■ **THE DATA**:
-*-*-

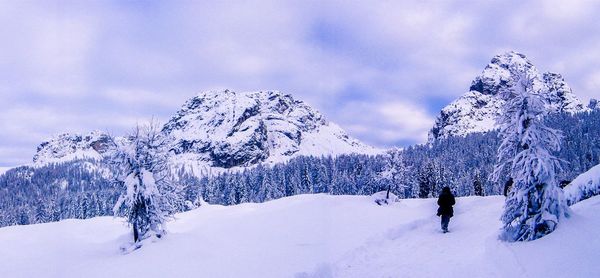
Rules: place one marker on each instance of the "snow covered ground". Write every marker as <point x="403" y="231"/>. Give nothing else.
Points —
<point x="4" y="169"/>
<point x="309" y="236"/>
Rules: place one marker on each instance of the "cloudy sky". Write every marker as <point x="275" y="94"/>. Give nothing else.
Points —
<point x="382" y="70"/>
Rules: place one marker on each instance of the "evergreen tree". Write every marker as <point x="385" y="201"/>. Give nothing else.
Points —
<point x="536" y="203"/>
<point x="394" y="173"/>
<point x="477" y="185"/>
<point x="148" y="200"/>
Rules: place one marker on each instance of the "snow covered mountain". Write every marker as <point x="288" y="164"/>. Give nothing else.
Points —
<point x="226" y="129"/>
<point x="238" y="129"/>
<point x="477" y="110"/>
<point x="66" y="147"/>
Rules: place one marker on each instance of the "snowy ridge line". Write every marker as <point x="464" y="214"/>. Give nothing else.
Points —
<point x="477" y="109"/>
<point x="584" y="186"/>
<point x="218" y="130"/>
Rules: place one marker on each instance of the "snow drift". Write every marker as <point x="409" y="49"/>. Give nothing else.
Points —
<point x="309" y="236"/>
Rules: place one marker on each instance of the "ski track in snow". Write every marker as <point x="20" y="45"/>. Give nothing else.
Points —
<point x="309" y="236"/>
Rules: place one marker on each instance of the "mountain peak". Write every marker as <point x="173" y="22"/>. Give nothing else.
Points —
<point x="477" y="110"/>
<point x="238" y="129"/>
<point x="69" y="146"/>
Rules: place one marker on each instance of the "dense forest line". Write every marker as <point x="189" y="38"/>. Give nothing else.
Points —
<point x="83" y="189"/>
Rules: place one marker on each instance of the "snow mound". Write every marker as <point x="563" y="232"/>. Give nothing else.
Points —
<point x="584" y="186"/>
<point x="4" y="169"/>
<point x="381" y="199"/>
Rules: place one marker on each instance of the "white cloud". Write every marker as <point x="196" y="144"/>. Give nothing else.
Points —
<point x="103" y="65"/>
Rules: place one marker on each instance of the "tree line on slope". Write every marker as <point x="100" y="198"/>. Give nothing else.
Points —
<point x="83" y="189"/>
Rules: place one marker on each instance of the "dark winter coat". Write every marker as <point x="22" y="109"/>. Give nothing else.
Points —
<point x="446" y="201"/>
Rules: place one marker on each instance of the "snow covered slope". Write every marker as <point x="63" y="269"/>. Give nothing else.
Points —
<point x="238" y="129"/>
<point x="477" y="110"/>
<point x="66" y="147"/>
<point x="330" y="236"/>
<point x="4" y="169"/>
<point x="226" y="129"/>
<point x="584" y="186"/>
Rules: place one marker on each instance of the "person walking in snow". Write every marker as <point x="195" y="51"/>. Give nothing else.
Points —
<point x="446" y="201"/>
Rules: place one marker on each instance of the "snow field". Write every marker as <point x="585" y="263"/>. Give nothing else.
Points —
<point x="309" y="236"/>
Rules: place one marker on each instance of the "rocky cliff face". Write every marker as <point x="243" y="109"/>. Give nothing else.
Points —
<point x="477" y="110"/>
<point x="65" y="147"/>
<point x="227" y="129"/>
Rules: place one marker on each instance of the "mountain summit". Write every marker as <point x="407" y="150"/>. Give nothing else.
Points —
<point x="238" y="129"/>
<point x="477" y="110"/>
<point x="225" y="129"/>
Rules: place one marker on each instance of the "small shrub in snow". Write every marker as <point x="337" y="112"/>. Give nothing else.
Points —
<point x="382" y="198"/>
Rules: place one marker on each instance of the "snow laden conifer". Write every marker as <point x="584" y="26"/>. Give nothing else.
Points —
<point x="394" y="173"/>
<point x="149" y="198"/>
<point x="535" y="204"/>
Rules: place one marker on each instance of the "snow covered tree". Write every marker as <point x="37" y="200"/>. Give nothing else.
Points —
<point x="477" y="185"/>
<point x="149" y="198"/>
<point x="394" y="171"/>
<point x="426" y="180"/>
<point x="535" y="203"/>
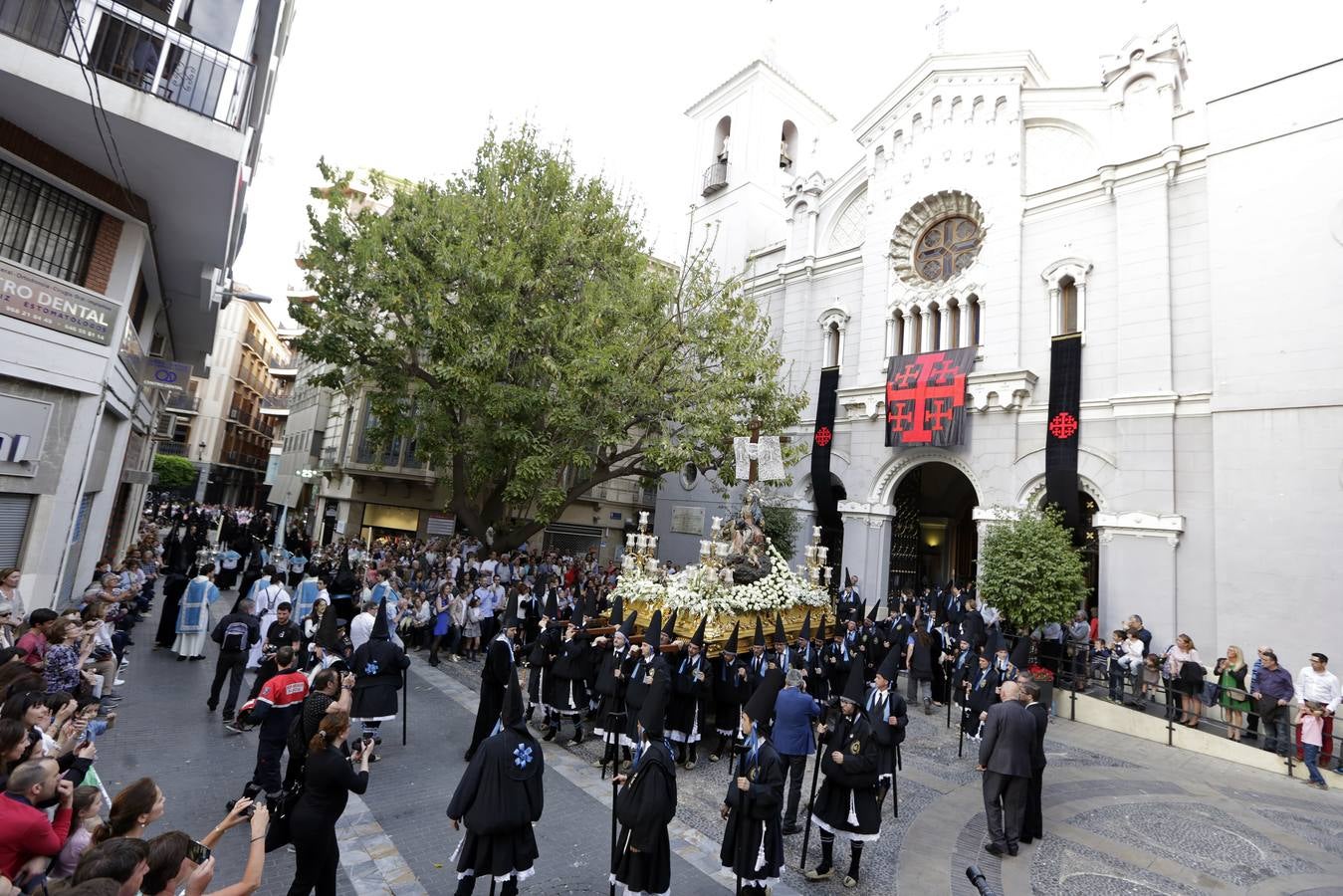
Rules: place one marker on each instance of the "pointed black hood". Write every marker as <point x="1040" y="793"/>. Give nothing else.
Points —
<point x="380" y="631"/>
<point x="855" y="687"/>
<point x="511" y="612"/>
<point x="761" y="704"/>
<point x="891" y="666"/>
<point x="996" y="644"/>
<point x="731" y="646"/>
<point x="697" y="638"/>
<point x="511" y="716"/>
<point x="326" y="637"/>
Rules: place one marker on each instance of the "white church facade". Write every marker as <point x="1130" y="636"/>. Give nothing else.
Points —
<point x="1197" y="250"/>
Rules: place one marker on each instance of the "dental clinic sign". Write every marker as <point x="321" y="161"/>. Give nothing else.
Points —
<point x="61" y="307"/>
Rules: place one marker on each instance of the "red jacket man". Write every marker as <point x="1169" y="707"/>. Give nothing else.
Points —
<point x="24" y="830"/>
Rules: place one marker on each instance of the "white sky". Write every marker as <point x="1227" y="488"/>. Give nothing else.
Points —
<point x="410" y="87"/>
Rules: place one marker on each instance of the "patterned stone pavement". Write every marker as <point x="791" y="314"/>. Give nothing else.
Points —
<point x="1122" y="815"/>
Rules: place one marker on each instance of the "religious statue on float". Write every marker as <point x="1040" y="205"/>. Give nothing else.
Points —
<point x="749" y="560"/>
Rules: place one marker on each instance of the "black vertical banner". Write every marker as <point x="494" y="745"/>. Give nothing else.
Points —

-*-*-

■ **EXERCISE AIM**: Only the pictures are dropped when you print the material; everything else is copied exactly.

■ **OUTPUT BELOW**:
Rules: place one marker on each instance of the "snow covered ground". Write every marker as <point x="403" y="231"/>. Give nothing else.
Points —
<point x="4" y="169"/>
<point x="309" y="236"/>
Rules: place one marker on each instance of the "cloudy sky". Write every marker as <point x="275" y="94"/>. Give nothing else.
Points —
<point x="382" y="70"/>
Rules: place one marker on each instance of the "evergreen tree". Write every marker as <point x="385" y="201"/>. Give nothing else.
Points —
<point x="536" y="203"/>
<point x="394" y="173"/>
<point x="477" y="185"/>
<point x="148" y="200"/>
Rules: place one marker on each instance of the "snow covered mountain". Write every marker as <point x="288" y="164"/>. Give nothing else.
Points —
<point x="226" y="129"/>
<point x="238" y="129"/>
<point x="477" y="110"/>
<point x="66" y="147"/>
Rules: place one marker on each instance of the "snowy ridge line". Write every marker as <point x="464" y="214"/>. Give nothing else.
Points —
<point x="477" y="109"/>
<point x="584" y="186"/>
<point x="218" y="130"/>
Rules: place one marker on each instance of the "snow drift". Write every marker as <point x="409" y="49"/>. Give nothing else.
Points —
<point x="309" y="236"/>
Rules: place one marker on each instance of the "ski track in snow". Write every marker as <point x="20" y="45"/>. Give nothing else.
Points —
<point x="309" y="236"/>
Rules: place one marker on each instance of the "mountain peak". Write every marker as <point x="173" y="22"/>. Give nothing else.
Points —
<point x="477" y="110"/>
<point x="238" y="129"/>
<point x="69" y="146"/>
Rules: place one marker on each instance of the "dense forest line". Write every marker as <point x="189" y="38"/>. Give nothing else.
Points —
<point x="83" y="189"/>
Rules: place one marker on each instance of the "snow mound". Write every marker as <point x="563" y="232"/>. Give nothing else.
Points —
<point x="584" y="186"/>
<point x="4" y="169"/>
<point x="381" y="199"/>
Rules: place one marker on each instance of the "white cloud". Write every marker as <point x="196" y="144"/>. Give nothing else.
Points —
<point x="103" y="65"/>
Rules: place one marker on each instance of the "tree line on slope". Write every marker as <point x="100" y="198"/>. Give nothing else.
Points —
<point x="83" y="189"/>
Rules: place one marker on each instance of the "dark winter coat". Write every marker as <point x="22" y="109"/>. Give nothing else.
Points —
<point x="446" y="201"/>
Rules: place one marker on each instance of the "snow covered slope". Write every marker as <point x="63" y="269"/>. Give nothing else.
Points —
<point x="238" y="129"/>
<point x="477" y="110"/>
<point x="66" y="147"/>
<point x="330" y="236"/>
<point x="4" y="169"/>
<point x="226" y="129"/>
<point x="584" y="186"/>
Rules: place one marker on each instance of the "person walking in snow". Write every marker as <point x="195" y="51"/>. Give nothing else.
Points —
<point x="446" y="201"/>
Rules: place one marker on each instance of the "snow field". Write every marker as <point x="585" y="263"/>. Give nothing else.
Points —
<point x="309" y="236"/>
Rules: place one marker on each instance of the "rocky cliff face". Write every marker as <point x="243" y="109"/>. Give nothing else.
Points —
<point x="477" y="110"/>
<point x="65" y="147"/>
<point x="227" y="129"/>
Rules: place one marker on each instance of the "mountain summit". Write every marker as <point x="407" y="150"/>. Give nothing else.
Points —
<point x="238" y="129"/>
<point x="477" y="110"/>
<point x="225" y="129"/>
Rules: place one marker on each instance of the "small shrub in snow". Write every marker as <point x="337" y="112"/>. Give nothing else.
Points —
<point x="382" y="198"/>
Rules: place one marker on each instance of the "snow laden conifer". Write every marker as <point x="584" y="26"/>. Give nothing else.
Points —
<point x="394" y="173"/>
<point x="149" y="198"/>
<point x="535" y="204"/>
Rules: place one marker on each instance of the "snow covered tree". Write every marker as <point x="37" y="200"/>. Give nothing else.
Points —
<point x="477" y="185"/>
<point x="149" y="198"/>
<point x="394" y="171"/>
<point x="426" y="180"/>
<point x="535" y="203"/>
Rules: place one marker on each instance of the "pointed black hood". Write every marker as <point x="1040" y="793"/>. Give nothing else.
Points —
<point x="380" y="631"/>
<point x="855" y="687"/>
<point x="511" y="612"/>
<point x="761" y="704"/>
<point x="891" y="666"/>
<point x="996" y="644"/>
<point x="731" y="646"/>
<point x="697" y="638"/>
<point x="511" y="716"/>
<point x="326" y="637"/>
Rules: place one marker on each instance of the "white church facade". Write every marker as <point x="1130" y="636"/>. Give nothing else.
Points —
<point x="1197" y="250"/>
Rules: place one marker on each instance of the "dental clinic sign". Write every marker as <point x="321" y="161"/>. Give nothing else.
Points —
<point x="61" y="307"/>
Rules: place one marker on each instance of the "red jacket man". Write every marker as <point x="1169" y="707"/>. Give nothing else.
Points —
<point x="24" y="830"/>
Rules: place one marker on each instance of the "white sky". Write every marker as <point x="1227" y="488"/>. Give nothing else.
Points —
<point x="410" y="87"/>
Rules: place one marker on each instance of the "patterned stone pavement". Write every marker as <point x="791" y="314"/>. Give nothing else.
Points —
<point x="1122" y="815"/>
Rules: place one marker on each instance of the "religious statue on float". Write every marker as <point x="1040" y="205"/>. Give nothing else.
Points —
<point x="749" y="560"/>
Rules: place one marker on each instance of the "black vertical banner". Write every marker as <point x="494" y="745"/>. Give nothing else.
Points —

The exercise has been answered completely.